══ RECORDS PROVIDED ══
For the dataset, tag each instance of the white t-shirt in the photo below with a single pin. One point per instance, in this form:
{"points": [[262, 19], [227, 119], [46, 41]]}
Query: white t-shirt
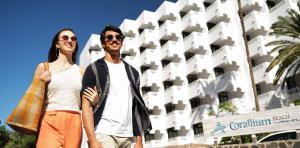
{"points": [[117, 114]]}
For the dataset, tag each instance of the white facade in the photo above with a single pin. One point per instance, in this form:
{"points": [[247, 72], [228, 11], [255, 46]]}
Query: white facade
{"points": [[191, 57]]}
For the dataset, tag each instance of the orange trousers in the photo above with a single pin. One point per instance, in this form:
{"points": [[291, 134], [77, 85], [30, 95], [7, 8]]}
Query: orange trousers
{"points": [[60, 129]]}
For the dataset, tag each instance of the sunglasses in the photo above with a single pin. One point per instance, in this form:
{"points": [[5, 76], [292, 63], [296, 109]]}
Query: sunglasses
{"points": [[111, 37], [66, 38]]}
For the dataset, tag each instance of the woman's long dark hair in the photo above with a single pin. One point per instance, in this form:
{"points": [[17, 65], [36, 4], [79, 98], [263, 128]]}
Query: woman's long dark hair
═══
### EXERCISE PROMPT:
Show all lines above containing "woman".

### EXERCISE SOLUTION:
For the dataset, tag each instance of the woman's long dark hair in the photo above with a single pin. One point per instance, in this form:
Query: woman's long dark hair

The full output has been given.